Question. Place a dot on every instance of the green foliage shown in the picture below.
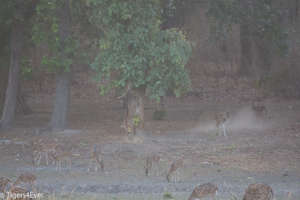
(26, 68)
(134, 52)
(159, 114)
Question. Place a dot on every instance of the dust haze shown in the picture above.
(243, 119)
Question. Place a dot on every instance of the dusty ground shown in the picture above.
(256, 150)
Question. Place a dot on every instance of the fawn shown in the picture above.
(258, 191)
(62, 156)
(174, 169)
(204, 191)
(221, 119)
(96, 159)
(43, 150)
(4, 184)
(151, 162)
(259, 108)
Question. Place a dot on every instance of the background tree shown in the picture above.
(136, 56)
(54, 28)
(15, 18)
(261, 34)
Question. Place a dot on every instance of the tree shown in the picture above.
(54, 28)
(136, 56)
(260, 31)
(15, 17)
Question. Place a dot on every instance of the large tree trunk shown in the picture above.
(135, 111)
(16, 44)
(62, 93)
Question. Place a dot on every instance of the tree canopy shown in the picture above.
(134, 52)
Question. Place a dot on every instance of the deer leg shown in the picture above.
(224, 130)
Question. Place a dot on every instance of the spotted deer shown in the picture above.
(174, 170)
(258, 191)
(152, 164)
(206, 190)
(221, 119)
(95, 159)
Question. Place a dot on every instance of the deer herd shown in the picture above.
(51, 152)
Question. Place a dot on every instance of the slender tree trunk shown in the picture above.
(3, 85)
(246, 50)
(62, 93)
(61, 104)
(135, 110)
(16, 44)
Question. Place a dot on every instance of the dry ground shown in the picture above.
(256, 150)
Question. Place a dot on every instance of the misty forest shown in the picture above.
(150, 99)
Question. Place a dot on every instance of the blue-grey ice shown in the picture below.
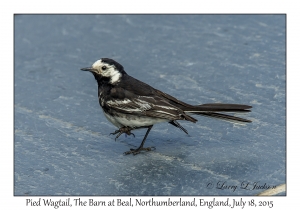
++++++++++++++++++++
List the rows from the line containing "Question. Place a dot on every instance of the deer herd" through the last row as a JSON array of strings, one string per line, skipping blank lines. Do not include the pictures.

Full response:
[
  "Question. Place a dot on every instance of the deer herd shown in the picture above.",
  "(51, 152)",
  "Question. Place a dot on every instance of the slender tree trunk shown in the picture above.",
  "(3, 85)",
  "(246, 50)",
  "(62, 93)",
  "(61, 104)",
  "(135, 110)",
  "(16, 44)",
  "Question. Place a dot on every instance of the dry ground shown in the picture above.",
  "(256, 150)",
  "Question. Place a dot on every instance of the misty forest shown in the picture above.",
  "(150, 99)",
  "Question. Place a dot on every instance of the blue-grey ice shown in the picture below."
]